» **Material provided**:
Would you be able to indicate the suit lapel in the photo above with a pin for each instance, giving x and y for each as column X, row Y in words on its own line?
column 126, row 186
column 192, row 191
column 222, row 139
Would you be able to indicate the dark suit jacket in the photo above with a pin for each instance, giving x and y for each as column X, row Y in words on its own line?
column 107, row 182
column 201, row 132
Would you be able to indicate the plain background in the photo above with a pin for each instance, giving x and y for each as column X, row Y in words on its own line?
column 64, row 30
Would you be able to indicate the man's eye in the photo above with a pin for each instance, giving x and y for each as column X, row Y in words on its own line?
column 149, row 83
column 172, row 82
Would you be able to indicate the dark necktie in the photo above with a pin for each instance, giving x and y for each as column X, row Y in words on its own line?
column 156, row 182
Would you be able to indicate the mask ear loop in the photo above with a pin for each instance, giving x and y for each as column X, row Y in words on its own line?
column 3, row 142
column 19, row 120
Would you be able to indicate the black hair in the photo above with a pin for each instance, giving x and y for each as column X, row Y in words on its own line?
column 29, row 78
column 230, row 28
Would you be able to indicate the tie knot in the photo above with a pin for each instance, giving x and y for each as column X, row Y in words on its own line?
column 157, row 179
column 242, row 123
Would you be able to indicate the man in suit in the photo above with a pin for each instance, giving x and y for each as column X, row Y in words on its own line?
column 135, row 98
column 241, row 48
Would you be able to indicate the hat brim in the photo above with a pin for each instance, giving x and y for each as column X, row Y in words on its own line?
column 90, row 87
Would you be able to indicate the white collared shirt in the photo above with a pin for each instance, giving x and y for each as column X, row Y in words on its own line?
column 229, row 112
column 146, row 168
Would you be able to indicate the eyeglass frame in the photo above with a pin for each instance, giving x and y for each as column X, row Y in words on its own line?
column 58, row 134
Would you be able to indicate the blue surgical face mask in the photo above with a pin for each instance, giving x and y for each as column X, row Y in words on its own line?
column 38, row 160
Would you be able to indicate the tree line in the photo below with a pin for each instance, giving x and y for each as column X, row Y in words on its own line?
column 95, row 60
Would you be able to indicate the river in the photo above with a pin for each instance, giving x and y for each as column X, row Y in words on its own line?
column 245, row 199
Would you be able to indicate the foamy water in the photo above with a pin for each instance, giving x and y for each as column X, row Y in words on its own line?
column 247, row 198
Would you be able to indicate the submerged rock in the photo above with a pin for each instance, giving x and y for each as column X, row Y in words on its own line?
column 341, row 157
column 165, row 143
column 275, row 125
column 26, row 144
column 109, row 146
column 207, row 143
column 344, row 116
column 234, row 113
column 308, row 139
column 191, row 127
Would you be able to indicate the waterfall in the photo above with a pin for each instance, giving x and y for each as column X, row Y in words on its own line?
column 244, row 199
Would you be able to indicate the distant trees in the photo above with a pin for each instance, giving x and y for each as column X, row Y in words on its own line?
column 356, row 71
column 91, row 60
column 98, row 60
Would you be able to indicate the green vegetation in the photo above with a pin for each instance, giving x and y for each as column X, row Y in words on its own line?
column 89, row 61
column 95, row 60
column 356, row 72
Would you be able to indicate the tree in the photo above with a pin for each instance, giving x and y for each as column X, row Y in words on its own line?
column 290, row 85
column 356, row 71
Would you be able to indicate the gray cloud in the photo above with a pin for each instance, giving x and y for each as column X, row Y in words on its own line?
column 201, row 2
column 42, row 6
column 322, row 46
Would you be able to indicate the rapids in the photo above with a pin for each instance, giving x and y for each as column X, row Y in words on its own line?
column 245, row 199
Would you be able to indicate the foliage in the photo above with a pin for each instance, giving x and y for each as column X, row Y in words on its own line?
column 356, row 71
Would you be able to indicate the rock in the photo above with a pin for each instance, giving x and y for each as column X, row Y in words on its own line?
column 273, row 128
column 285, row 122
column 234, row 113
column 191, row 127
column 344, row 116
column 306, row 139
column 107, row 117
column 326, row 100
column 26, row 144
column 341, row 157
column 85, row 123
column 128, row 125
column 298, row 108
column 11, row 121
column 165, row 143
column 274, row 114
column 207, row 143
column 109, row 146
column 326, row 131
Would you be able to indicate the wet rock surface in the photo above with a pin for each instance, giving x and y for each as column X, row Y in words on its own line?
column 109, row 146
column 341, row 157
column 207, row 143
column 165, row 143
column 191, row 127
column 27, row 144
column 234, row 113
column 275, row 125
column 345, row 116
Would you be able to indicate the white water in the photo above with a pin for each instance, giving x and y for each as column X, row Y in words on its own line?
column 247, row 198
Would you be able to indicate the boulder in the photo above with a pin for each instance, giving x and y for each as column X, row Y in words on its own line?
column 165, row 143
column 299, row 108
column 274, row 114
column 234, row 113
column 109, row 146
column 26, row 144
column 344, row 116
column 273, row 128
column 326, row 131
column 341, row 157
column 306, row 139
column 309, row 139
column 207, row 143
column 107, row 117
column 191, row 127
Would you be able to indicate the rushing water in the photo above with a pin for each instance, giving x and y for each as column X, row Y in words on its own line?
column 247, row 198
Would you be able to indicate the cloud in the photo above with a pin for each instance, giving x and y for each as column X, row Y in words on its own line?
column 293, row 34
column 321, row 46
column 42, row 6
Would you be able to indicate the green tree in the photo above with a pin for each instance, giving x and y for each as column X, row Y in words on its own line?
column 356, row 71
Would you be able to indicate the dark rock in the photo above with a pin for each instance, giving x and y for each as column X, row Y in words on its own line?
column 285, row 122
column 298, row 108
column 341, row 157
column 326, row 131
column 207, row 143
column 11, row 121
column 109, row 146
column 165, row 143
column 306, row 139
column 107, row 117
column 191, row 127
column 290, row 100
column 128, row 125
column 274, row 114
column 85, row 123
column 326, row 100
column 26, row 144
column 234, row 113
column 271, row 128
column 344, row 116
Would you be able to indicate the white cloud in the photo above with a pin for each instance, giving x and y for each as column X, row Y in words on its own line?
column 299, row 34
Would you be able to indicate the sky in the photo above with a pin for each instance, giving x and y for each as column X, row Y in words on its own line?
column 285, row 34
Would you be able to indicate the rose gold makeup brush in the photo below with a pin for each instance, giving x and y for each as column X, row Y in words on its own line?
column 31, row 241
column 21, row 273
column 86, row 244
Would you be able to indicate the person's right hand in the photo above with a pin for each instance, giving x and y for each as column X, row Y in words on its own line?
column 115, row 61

» **Problem to work on**:
Rewrite all the items above, changing every "with a pin" to "with a marker" and keeping everything else the same.

» **Answer**:
Would you be able to indicate the suit lapel in the photo above with a marker for each instance, giving x and y for each as column X, row Y in words on its own line?
column 126, row 186
column 192, row 191
column 222, row 139
Would you be able to indicate the dark suit jacket in the photo above with a marker for each instance, giving x and y for each as column X, row Y in words on its own line?
column 107, row 182
column 201, row 132
Would you be able to indicate the plain background in the photo above with a marker for each instance, giving x and y for each as column X, row Y in words on its own line?
column 64, row 30
Would you be able to indicate the man's eye in the photo above with a marker for each instance, giving x and y for each as column X, row Y in words on its own line?
column 149, row 83
column 172, row 82
Would you be able to indicate the dark necktie in the photo above with a marker for each instance, giving x and y for each as column X, row Y in words on its own line?
column 156, row 182
Would you be able to indicate the mask ear loop in the photo above with a marker for each instance, giving x and y for each as column X, row Y in words on its own line?
column 3, row 142
column 19, row 120
Would you be able to indicate the black hair in the photo above with a marker for each instance, giving x and y for each as column X, row Y in words on its own line?
column 29, row 78
column 230, row 28
Would you be able to indicate the tie knot in the photo above with a marker for each instance, giving x and y for each as column X, row Y in words on its own line?
column 157, row 179
column 242, row 123
Would you be able to indicate the man in suit in the photo above with a marker for each instance, giving x and y for each as column X, row Y in words on its own line?
column 135, row 98
column 241, row 48
Would you be able to indicate the hat brim in the photo above with a marker for each instance, giving x and y for each as column X, row Y in words on its own line?
column 90, row 87
Would you be able to indicate the white collared shirt in the photo above with a marker for each instance, giving x and y for each as column X, row Y in words on its own line?
column 229, row 112
column 146, row 168
Would you be able to indicate the eyeglass frame in the photo above with a marker for each instance, giving x and y for each as column X, row Y in words on its own line?
column 58, row 134
Would you be able to indicate the blue surgical face mask in the photo above with a marker for each instance, giving x and y for each as column X, row Y in words on its own line?
column 38, row 160
Would you be able to indicate the tree line in the photo below with a marker for each instance, giving x and y for each as column X, row Y in words on its own line?
column 95, row 60
Would you be able to indicate the river in the photo above with a marker for each instance, giving x and y for each as column X, row Y in words on its own line?
column 245, row 199
Would you be able to indicate the foamy water in the photo above with a marker for each instance, giving x and y for each as column X, row Y in words on its own line?
column 247, row 198
Would you be able to indicate the submerged rock in the photo above with a marker for each instance, giving x and y for each as column X, row Y in words on its own line?
column 341, row 157
column 165, row 143
column 275, row 125
column 26, row 144
column 109, row 146
column 207, row 143
column 344, row 116
column 234, row 113
column 308, row 139
column 191, row 127
Would you be able to indicate the waterfall in the photo above with a marker for each instance, giving x and y for each as column X, row Y in words on its own line?
column 244, row 199
Would you be able to indicate the distant trees in the photo above with a marker for each instance, giving x and y for each as column X, row Y in words on its own line?
column 356, row 71
column 91, row 60
column 98, row 60
Would you be able to indicate the green vegetation in the photo above with a marker for each instance, giving x and y for each as column X, row Y in words on its own line?
column 89, row 61
column 95, row 60
column 356, row 72
Would you be able to indicate the tree in the photo above with a marker for each instance, giving x and y for each as column X, row Y in words on its own line?
column 290, row 85
column 356, row 71
Would you be able to indicate the gray cloud in the photo above with a marker for each instance, giving x and y for each as column X, row Y in words on its own line?
column 201, row 2
column 42, row 6
column 322, row 46
Would you be able to indicate the rapids in the photo above with a marker for each instance, giving x and y for each as column X, row Y in words on its own line?
column 245, row 199
Would you be able to indicate the foliage in the photo above with a marker for each instance, giving x and y for each as column X, row Y in words on its own line?
column 356, row 71
Would you be able to indicate the rock in the photo above with a marker for each instance, giving x and y for each as column X, row Y in words on its own line?
column 273, row 128
column 285, row 122
column 234, row 113
column 191, row 127
column 344, row 116
column 306, row 139
column 107, row 117
column 326, row 100
column 26, row 144
column 341, row 157
column 85, row 123
column 128, row 125
column 298, row 108
column 11, row 121
column 165, row 143
column 274, row 114
column 207, row 143
column 109, row 146
column 326, row 131
Would you be able to indicate the wet rock surface in the photo above with a marker for each instance, giving x and y for each as column X, row Y in words on its own line?
column 109, row 146
column 341, row 157
column 207, row 143
column 165, row 143
column 191, row 127
column 27, row 144
column 234, row 113
column 275, row 125
column 345, row 116
Would you be able to indicate the white water in the photo above with a marker for each instance, giving x and y for each as column X, row Y in words on its own line?
column 247, row 198
Would you be able to indicate the boulder in the photo above with a marker for each instance, giving x and y for each as column X, row Y in words on its own line?
column 165, row 143
column 299, row 108
column 274, row 114
column 234, row 113
column 109, row 146
column 26, row 144
column 344, row 116
column 273, row 128
column 326, row 131
column 341, row 157
column 306, row 139
column 309, row 139
column 207, row 143
column 107, row 117
column 191, row 127
Would you be able to indicate the rushing water in the photo above with a marker for each instance, giving x and y for each as column X, row Y in words on its own line?
column 247, row 198
Would you be able to indicate the cloud in the photo above with a marker for each instance, giving x and y for each as column X, row Y in words on its own line?
column 293, row 34
column 321, row 46
column 42, row 6
Would you be able to indicate the green tree in the photo above with a marker for each instance, giving x and y for each as column X, row Y in words on its own line?
column 356, row 71
Would you be able to indicate the dark rock in the photo above with a marker for each instance, giving x and y for each as column X, row Y in words on its own line?
column 285, row 122
column 298, row 108
column 341, row 157
column 326, row 131
column 207, row 143
column 11, row 121
column 109, row 146
column 165, row 143
column 306, row 139
column 107, row 117
column 191, row 127
column 290, row 100
column 128, row 125
column 274, row 114
column 85, row 123
column 326, row 100
column 26, row 144
column 234, row 113
column 271, row 128
column 344, row 116
Would you be able to indicate the white cloud in the photo above with a marker for each instance, giving x and y for each as column X, row Y in words on its own line?
column 299, row 34
Would you be able to indicate the sky in the photo above with a marker for each instance, giving x and y for each as column X, row Y in words on its own line?
column 285, row 34
Would you be able to indicate the rose gold makeup brush in the photo below with a marker for each instance, giving x and y for each as column X, row Y in words on its own line?
column 31, row 241
column 21, row 273
column 86, row 244
Would you be able to indicate the person's right hand in the photo above with a marker for each instance, giving x and y for each as column X, row Y in words on its own line?
column 115, row 61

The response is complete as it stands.